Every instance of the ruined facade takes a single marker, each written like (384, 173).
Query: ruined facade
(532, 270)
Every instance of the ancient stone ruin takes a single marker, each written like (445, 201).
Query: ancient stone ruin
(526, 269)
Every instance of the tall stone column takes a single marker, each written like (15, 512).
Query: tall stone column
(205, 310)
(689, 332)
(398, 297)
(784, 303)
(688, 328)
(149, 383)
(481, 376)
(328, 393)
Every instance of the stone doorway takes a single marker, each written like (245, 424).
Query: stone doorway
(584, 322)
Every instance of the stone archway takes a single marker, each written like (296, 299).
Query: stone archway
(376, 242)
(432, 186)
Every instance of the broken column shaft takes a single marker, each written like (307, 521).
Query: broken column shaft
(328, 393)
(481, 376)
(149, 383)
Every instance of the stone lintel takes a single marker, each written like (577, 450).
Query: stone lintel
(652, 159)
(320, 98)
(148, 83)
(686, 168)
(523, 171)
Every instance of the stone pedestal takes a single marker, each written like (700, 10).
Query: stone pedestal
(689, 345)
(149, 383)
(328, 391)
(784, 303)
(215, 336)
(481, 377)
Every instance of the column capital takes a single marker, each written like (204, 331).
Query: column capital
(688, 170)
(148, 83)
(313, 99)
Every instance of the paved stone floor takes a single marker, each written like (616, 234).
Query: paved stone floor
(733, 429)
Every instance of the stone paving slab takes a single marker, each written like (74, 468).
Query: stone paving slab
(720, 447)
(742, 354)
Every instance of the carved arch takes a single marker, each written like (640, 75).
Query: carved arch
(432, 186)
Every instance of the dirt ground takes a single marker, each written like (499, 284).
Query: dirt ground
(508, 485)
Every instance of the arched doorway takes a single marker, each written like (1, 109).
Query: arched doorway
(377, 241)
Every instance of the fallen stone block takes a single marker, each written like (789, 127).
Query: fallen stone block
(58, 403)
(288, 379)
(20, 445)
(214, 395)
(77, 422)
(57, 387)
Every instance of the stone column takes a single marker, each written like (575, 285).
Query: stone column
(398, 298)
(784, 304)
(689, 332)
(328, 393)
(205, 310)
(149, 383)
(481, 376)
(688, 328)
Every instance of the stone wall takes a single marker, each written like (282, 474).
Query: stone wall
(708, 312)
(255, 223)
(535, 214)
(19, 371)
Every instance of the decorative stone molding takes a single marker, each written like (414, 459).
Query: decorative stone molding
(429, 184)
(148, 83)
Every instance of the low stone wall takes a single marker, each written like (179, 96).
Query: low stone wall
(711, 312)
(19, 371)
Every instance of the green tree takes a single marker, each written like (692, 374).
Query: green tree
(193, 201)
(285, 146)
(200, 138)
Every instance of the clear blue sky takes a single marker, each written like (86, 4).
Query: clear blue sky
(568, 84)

● **DO THIS**
Print all of the records above again, word for word, with no changes.

● **ANSWER IN FULL**
Every instance of the ruined facade takes a single marker, each written like (384, 173).
Query: ruined facade
(532, 270)
Every instance of the ancient stone ruin takes a single marker, each written like (445, 201).
Query: ancient stone ruin
(526, 269)
Every instance of the tall stone column takes a single marker, each written like (15, 512).
Query: tall stone column
(205, 310)
(689, 332)
(398, 297)
(784, 303)
(688, 328)
(149, 383)
(481, 376)
(328, 393)
Every instance of the stone doorway takes a single marker, each written like (245, 424).
Query: stone doorway
(584, 322)
Every instance of the stone archway takes a single marker, each written like (296, 299).
Query: stone archway
(376, 242)
(432, 186)
Every instance of the broken column shaft takes a single marker, each written like (307, 521).
Query: broken column shaft
(328, 393)
(481, 376)
(149, 383)
Every instance of the stone lintel takes a single marker, each written like (577, 450).
Query: stone lintel
(652, 159)
(320, 98)
(148, 83)
(686, 168)
(523, 171)
Every instance of the stone pedestal takes a single marker, each written like (700, 10).
Query: stone pedestal
(689, 345)
(149, 383)
(328, 391)
(784, 303)
(215, 336)
(481, 377)
Every instance of the column capital takes a single marker, each written like (204, 331).
Query: column capital
(688, 170)
(148, 83)
(313, 99)
Every instance of the paved stone floor takes a single marker, each written like (616, 234).
Query: paved stone floor
(733, 429)
Every instance of the stone paving slab takes a single marker, each written like (74, 468).
Query: stone paving slab
(720, 447)
(742, 354)
Every instance of the carved arch takes a single marker, each written like (640, 75).
Query: carved arch
(432, 186)
Every instance of the dirt ground takes a single marker, each written like (499, 284).
Query: dirt ground
(508, 485)
Every instance of the arched doorway takes a single marker, each written like (1, 109).
Query: arched doorway
(377, 241)
Every instance of the fallen stone block takes a single marker, each written like (789, 127).
Query: fallen stone block
(58, 403)
(288, 379)
(20, 445)
(214, 395)
(77, 422)
(57, 387)
Every instance of the stone column takes a single marker, each written like (575, 285).
Query: stone column
(398, 298)
(784, 304)
(689, 332)
(328, 393)
(205, 310)
(149, 383)
(481, 376)
(688, 328)
Every instance of the stone wall takes a single marker, each written like (282, 474).
Query: stone wall
(708, 312)
(255, 223)
(535, 214)
(19, 371)
Every instance of the decorative stone molding takes a single marker, each written like (414, 459).
Query: decorative stone molding
(429, 184)
(148, 83)
Every instance of the low stone wall takes a single marker, each written like (179, 96).
Query: low stone wall
(711, 312)
(19, 371)
Every instance of the green tree takes a single marker, each written like (692, 374).
Query: green tree
(193, 201)
(285, 146)
(200, 138)
Every instance of the clear blue sky takes a single marker, each written like (86, 4).
Query: clear blue sky
(568, 84)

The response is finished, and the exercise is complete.